What to work on: Begin at the line of the data that has "Can you see the articoli" and stop after the line that has "[[1119, 558], [554, 439]]", and rewrite every line in that stretch in full. Scale each [x, y] coordinate by 2.35, round to whole numbers with halves going up, and leave all other wording unchanged.

Given data:
»»
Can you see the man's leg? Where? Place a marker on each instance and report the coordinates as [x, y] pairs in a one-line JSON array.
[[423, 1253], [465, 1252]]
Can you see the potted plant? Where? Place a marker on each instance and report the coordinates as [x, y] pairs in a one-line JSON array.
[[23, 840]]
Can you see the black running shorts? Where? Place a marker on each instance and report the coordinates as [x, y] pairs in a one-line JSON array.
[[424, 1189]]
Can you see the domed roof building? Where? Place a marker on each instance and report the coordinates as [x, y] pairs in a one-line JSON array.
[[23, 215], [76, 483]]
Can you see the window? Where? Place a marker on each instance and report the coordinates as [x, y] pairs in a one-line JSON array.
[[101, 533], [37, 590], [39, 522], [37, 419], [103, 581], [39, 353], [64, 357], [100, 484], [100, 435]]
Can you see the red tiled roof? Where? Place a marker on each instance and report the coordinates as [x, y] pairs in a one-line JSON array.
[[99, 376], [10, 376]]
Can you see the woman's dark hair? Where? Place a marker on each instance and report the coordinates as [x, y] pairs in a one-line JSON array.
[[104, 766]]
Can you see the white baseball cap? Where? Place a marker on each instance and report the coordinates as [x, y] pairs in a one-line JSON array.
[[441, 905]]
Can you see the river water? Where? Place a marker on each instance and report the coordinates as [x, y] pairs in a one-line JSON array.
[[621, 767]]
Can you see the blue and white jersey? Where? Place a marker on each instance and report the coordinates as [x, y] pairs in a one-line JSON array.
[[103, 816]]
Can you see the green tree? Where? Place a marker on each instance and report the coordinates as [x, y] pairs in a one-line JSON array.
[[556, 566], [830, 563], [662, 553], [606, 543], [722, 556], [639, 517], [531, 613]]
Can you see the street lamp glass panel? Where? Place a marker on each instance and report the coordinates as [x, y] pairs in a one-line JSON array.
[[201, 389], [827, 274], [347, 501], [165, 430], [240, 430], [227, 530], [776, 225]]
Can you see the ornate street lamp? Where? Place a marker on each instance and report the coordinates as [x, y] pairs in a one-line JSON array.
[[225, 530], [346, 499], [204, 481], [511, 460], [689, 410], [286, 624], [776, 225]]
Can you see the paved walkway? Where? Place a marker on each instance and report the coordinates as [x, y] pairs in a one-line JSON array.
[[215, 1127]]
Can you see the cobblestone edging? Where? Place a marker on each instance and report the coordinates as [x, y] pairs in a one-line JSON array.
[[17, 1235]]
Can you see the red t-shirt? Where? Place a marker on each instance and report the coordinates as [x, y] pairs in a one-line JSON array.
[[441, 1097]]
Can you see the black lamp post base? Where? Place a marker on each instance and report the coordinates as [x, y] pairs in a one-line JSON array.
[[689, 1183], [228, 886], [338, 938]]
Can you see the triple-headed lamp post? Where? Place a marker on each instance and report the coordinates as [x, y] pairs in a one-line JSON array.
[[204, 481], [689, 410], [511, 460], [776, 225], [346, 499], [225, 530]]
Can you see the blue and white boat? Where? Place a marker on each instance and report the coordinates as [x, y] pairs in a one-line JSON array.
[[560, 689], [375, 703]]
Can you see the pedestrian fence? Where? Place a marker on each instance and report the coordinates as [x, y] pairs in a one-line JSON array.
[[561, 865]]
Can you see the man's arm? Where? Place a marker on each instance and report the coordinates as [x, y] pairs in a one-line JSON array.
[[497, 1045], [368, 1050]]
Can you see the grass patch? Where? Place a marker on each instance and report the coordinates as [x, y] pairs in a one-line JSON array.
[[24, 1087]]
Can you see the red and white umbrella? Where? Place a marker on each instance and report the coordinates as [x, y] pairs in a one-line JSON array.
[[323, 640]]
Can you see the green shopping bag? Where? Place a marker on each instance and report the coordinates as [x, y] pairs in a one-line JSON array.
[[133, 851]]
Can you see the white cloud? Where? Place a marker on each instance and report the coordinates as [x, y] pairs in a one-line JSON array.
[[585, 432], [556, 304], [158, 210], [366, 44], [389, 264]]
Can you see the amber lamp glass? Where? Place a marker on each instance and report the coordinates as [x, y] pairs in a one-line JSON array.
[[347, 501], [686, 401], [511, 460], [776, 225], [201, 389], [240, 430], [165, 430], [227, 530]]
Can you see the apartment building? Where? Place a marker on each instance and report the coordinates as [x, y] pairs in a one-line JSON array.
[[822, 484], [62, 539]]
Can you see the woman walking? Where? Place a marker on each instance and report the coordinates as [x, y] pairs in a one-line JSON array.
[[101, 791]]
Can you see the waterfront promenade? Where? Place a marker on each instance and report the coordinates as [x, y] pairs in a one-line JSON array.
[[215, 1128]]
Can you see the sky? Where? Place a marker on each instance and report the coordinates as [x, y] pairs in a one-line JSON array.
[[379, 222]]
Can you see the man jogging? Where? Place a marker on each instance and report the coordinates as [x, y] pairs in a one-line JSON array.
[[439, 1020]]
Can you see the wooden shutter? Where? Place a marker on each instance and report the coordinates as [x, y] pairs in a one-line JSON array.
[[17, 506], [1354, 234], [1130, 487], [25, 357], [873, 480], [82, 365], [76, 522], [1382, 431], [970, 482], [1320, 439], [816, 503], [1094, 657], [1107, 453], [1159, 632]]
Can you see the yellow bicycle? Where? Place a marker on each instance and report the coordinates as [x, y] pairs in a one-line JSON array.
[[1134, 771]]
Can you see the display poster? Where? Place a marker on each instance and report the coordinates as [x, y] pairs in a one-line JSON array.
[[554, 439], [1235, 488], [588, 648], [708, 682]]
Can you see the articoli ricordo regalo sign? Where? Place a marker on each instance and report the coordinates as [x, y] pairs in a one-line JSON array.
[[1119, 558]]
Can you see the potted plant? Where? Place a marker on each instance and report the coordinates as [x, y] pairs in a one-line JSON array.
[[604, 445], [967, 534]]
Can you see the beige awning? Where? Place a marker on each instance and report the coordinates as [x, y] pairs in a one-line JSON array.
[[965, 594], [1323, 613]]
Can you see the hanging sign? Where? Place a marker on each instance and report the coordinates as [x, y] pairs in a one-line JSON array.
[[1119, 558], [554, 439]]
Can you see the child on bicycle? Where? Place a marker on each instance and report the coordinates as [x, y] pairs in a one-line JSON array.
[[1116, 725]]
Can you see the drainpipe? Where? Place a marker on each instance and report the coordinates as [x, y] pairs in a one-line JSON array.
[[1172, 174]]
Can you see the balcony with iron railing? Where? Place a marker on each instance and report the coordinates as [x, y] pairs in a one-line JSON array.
««
Solution to the exercise:
Can you see the articoli ricordo regalo sign? Where? Place a marker on each instance and report the coordinates as [x, y] pairs in a one-line JSON array.
[[2630, 1311]]
Can you see the potted plant? Where? Place a marker on each instance and report the coordinates as [x, y] pairs in a one-line JSON array.
[[1419, 1046], [2272, 1255]]
Can you see the beige awning? Where? Place a marker on each instance and report the coordinates as [x, y] pairs in a one-line JSON array.
[[2268, 1396], [3109, 1441]]
Can you see the hanging sign? Where? Place a marker on each instance and report the coordinates as [x, y] pairs in a one-line JSON array.
[[2630, 1311], [1302, 1032]]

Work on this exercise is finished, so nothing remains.